§ **What the task requires**
Pick out and copy every line of the data below that contains the word "suit", treating uppercase and lowercase as different.

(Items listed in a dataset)
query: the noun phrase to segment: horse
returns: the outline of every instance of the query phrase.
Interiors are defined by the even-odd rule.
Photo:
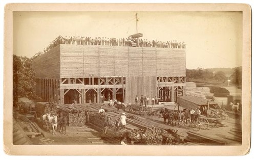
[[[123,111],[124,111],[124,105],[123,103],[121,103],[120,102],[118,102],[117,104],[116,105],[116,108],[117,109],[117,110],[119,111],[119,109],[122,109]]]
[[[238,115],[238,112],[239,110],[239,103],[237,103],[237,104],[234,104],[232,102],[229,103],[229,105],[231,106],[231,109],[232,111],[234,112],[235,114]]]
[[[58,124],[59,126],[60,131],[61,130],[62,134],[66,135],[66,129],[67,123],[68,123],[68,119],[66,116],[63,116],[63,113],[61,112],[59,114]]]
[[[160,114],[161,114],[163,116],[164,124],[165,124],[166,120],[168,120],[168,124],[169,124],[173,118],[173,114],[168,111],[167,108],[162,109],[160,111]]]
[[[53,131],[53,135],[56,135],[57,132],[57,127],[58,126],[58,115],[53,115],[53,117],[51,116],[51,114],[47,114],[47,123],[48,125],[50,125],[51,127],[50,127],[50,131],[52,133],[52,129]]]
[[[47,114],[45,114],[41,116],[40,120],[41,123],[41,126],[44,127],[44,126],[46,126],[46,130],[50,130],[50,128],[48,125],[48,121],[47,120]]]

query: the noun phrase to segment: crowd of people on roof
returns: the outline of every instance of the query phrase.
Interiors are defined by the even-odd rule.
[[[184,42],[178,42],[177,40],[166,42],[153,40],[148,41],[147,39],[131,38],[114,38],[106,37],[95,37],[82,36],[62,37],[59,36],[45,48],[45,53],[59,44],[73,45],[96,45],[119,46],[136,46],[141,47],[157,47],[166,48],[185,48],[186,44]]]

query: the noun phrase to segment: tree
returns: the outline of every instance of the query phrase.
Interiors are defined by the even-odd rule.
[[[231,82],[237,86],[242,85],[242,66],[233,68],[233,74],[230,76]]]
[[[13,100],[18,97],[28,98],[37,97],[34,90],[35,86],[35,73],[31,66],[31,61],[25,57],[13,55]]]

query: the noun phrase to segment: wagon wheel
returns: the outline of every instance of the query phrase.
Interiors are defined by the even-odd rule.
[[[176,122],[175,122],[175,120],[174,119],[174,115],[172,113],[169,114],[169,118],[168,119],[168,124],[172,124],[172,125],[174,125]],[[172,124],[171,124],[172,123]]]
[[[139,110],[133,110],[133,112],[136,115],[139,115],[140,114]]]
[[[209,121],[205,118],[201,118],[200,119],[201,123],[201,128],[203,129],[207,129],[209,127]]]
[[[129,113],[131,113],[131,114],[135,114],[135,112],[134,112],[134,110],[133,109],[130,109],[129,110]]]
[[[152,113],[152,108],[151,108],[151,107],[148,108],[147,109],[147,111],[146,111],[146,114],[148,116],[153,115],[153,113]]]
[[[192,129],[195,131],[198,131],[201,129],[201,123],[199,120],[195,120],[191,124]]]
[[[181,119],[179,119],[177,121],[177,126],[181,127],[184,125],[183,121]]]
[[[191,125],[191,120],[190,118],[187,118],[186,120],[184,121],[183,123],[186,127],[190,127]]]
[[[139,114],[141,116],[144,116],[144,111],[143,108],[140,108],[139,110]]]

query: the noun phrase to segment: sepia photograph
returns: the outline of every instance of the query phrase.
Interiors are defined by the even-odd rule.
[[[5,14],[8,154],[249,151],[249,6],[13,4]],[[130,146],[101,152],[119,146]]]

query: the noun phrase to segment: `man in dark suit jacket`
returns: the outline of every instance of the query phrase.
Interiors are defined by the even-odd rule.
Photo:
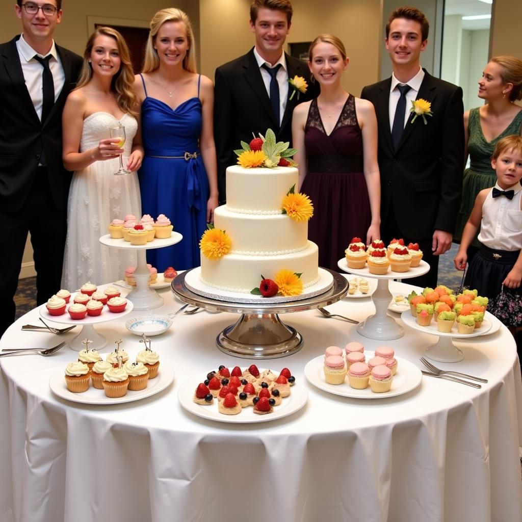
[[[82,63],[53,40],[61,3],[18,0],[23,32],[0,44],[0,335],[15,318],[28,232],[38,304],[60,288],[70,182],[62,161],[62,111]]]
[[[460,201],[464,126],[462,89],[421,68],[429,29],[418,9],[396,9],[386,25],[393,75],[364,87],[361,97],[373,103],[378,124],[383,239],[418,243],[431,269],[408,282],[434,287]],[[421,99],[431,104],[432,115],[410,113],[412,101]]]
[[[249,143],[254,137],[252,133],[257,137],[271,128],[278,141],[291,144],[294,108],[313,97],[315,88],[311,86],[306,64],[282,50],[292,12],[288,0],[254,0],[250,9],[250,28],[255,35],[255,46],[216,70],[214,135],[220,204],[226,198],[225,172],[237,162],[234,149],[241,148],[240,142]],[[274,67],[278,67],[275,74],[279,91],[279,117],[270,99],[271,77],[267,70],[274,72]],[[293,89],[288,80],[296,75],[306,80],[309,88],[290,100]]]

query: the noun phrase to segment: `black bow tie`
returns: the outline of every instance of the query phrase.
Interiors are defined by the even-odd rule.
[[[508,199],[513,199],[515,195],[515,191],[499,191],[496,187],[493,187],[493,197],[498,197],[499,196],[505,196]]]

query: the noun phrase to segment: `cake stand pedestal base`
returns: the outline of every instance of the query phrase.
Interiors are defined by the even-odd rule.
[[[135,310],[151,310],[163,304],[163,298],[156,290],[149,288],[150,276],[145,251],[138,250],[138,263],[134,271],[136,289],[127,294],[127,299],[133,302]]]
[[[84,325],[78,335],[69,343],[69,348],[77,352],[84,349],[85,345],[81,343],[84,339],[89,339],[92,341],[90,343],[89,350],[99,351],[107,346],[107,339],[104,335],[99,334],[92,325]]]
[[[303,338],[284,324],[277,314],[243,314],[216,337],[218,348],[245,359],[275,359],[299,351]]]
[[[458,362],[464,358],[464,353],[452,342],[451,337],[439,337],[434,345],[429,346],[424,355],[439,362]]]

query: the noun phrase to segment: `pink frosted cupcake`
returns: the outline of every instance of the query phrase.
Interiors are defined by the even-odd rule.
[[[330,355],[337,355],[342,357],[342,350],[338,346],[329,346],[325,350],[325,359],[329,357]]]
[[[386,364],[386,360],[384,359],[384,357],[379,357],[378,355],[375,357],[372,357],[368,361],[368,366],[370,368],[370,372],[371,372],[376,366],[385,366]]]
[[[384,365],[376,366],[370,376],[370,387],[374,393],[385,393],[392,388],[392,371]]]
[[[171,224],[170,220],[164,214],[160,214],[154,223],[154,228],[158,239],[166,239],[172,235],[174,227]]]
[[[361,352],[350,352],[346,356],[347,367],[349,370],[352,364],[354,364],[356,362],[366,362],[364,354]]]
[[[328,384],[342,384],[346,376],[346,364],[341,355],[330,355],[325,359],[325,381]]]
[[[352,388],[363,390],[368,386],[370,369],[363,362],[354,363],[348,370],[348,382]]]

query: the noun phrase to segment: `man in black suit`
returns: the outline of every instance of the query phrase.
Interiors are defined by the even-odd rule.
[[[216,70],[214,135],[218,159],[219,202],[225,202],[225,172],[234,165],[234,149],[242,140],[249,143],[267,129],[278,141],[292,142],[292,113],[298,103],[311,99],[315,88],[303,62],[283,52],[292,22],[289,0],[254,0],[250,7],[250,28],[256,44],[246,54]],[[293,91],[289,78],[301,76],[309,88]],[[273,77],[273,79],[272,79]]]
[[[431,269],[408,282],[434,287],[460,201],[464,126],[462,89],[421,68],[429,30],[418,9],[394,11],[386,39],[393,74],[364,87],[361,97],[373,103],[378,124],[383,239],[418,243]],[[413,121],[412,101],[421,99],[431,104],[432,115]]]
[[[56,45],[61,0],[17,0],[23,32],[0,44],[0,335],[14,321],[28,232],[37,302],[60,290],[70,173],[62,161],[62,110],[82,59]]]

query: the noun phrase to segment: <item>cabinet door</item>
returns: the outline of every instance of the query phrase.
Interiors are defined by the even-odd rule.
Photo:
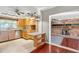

--

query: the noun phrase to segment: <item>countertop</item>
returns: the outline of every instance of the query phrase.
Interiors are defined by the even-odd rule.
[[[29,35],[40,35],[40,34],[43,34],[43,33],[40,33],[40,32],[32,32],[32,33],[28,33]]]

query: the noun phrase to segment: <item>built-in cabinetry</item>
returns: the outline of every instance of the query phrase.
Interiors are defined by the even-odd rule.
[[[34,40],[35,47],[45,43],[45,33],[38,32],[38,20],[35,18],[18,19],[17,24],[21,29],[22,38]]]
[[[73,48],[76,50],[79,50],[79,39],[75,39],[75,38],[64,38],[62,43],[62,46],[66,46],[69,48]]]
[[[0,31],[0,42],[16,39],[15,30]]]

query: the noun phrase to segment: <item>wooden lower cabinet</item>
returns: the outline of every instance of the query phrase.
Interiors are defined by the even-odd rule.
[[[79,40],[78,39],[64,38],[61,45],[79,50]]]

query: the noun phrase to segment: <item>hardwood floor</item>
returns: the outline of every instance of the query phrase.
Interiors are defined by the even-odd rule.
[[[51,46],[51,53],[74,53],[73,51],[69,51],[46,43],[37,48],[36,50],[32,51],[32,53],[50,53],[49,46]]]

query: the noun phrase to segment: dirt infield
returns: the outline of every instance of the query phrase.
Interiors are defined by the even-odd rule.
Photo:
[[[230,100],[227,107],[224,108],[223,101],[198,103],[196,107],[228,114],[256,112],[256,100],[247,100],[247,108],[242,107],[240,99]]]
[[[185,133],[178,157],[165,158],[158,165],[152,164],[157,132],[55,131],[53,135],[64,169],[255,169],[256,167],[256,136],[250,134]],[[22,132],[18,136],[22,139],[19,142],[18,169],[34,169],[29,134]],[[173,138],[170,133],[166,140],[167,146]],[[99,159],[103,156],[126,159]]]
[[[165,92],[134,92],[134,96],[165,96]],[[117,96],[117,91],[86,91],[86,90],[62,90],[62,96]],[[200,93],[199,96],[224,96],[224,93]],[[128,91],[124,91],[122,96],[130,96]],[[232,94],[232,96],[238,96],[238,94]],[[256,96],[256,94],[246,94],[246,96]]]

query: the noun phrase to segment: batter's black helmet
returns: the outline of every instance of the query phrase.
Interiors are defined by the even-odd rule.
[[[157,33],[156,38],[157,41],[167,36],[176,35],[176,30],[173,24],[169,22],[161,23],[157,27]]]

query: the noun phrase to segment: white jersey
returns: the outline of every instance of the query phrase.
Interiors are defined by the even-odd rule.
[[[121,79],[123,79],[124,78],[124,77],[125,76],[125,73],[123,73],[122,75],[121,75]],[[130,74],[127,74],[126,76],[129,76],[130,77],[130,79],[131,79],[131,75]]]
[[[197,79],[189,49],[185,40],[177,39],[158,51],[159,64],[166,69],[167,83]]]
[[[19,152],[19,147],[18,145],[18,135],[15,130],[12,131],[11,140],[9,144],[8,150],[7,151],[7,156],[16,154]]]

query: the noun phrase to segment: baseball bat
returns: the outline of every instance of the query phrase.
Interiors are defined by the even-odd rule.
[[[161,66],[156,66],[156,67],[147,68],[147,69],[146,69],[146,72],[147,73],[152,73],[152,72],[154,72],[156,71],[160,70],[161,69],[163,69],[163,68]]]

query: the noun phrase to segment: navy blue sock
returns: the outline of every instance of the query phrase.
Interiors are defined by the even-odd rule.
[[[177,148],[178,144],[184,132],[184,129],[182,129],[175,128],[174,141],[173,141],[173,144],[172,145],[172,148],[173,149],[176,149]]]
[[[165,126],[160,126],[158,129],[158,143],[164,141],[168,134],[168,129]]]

* * *

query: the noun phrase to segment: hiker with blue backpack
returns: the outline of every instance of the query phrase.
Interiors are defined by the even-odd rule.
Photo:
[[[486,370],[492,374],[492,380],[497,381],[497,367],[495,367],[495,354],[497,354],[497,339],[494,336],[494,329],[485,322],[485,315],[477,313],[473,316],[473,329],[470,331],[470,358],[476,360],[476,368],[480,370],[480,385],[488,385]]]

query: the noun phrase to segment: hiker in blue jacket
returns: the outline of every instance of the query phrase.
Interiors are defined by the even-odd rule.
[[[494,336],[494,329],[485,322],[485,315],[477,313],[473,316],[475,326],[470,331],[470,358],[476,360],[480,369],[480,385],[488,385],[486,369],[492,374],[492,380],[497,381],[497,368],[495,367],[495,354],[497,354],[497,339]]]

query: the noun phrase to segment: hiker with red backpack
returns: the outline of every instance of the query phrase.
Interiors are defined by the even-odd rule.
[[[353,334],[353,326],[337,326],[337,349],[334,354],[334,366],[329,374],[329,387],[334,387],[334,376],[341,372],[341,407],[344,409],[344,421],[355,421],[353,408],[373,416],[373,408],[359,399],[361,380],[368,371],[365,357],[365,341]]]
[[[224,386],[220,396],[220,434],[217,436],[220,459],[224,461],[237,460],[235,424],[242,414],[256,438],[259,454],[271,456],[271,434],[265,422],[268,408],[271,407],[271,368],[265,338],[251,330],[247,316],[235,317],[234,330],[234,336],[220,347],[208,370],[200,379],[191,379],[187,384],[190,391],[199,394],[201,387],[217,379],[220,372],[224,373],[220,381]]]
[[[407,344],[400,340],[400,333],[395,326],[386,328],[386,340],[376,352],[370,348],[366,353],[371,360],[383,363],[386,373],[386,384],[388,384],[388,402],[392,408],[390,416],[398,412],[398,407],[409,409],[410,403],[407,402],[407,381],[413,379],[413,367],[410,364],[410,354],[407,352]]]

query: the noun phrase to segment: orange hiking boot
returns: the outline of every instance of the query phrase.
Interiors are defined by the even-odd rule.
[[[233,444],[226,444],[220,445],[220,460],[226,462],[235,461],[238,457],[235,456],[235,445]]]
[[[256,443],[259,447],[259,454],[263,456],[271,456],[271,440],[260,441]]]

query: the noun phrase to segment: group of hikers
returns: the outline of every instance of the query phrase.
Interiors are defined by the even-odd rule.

§ **Finished exercise**
query: the noun phrase to segment: `man in dark suit jacket`
query: the noun phrase to segment: `man in black suit`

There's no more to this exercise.